**Records for this exercise:**
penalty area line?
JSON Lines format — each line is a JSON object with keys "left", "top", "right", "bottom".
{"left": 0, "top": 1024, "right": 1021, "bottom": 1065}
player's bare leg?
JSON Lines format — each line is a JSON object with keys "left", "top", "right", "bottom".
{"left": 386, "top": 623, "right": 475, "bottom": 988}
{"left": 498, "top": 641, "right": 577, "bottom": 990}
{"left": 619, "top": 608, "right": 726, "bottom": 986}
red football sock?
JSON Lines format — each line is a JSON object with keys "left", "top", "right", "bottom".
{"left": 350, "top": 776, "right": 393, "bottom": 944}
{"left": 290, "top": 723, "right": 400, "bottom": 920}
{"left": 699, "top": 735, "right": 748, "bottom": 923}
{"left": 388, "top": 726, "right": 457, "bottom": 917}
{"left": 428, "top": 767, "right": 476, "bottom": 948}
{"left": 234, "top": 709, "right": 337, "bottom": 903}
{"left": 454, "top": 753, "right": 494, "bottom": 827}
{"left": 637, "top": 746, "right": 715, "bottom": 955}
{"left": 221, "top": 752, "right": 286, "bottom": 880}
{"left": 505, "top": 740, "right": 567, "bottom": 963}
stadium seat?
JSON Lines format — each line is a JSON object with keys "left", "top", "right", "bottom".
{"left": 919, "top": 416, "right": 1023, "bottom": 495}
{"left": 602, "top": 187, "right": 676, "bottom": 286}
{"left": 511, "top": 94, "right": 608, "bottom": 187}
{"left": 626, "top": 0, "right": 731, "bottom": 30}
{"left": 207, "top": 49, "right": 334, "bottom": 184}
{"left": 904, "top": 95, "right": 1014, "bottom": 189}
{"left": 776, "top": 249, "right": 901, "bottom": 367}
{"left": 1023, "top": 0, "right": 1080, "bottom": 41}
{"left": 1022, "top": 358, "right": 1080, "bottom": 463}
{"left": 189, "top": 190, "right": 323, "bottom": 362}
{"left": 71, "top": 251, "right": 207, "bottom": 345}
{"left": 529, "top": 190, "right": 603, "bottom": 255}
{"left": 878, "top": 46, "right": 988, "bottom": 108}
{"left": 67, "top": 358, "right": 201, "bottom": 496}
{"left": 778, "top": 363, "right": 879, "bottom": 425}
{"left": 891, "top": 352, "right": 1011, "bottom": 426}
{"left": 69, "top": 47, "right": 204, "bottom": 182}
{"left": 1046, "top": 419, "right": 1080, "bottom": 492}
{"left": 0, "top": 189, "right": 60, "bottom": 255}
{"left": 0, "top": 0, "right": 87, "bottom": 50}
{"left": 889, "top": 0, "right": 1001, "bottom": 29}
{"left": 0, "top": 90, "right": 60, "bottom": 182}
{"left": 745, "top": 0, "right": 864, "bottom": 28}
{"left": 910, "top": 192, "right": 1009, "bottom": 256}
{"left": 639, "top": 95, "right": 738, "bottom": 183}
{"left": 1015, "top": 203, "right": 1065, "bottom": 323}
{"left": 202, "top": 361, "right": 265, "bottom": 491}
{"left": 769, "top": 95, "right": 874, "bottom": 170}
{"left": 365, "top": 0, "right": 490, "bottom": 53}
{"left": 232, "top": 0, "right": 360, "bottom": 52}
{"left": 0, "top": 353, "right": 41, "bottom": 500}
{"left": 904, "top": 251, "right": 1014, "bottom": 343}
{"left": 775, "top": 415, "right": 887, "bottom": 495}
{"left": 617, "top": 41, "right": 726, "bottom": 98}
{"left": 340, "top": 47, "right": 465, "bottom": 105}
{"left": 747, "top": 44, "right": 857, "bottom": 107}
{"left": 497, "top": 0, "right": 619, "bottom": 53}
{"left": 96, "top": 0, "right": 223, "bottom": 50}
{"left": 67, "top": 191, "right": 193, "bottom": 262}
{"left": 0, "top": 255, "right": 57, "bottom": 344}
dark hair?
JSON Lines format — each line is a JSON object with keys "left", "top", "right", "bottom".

**What needs to be done:**
Once you find the line containing "stadium seat?", stop: reproduce exactly that line and every line of the data before it, and nothing else.

**Exercise response:**
penalty area line?
JSON Lines format — each line is a JSON object with keys "left", "top", "right", "bottom".
{"left": 0, "top": 1024, "right": 1021, "bottom": 1065}
player's bare leg?
JSON Lines format — each line is a JSON object with keys "left", "top", "right", "bottom".
{"left": 386, "top": 623, "right": 475, "bottom": 988}
{"left": 498, "top": 641, "right": 577, "bottom": 990}
{"left": 619, "top": 608, "right": 726, "bottom": 986}
red football sock?
JSON Lines format — each line is a JSON object with keys "left", "top", "right", "bottom".
{"left": 350, "top": 776, "right": 393, "bottom": 944}
{"left": 290, "top": 723, "right": 400, "bottom": 920}
{"left": 699, "top": 735, "right": 748, "bottom": 923}
{"left": 388, "top": 726, "right": 457, "bottom": 917}
{"left": 428, "top": 767, "right": 476, "bottom": 948}
{"left": 234, "top": 709, "right": 337, "bottom": 903}
{"left": 454, "top": 753, "right": 494, "bottom": 827}
{"left": 637, "top": 746, "right": 715, "bottom": 955}
{"left": 221, "top": 752, "right": 286, "bottom": 880}
{"left": 505, "top": 740, "right": 567, "bottom": 963}
stadium seat?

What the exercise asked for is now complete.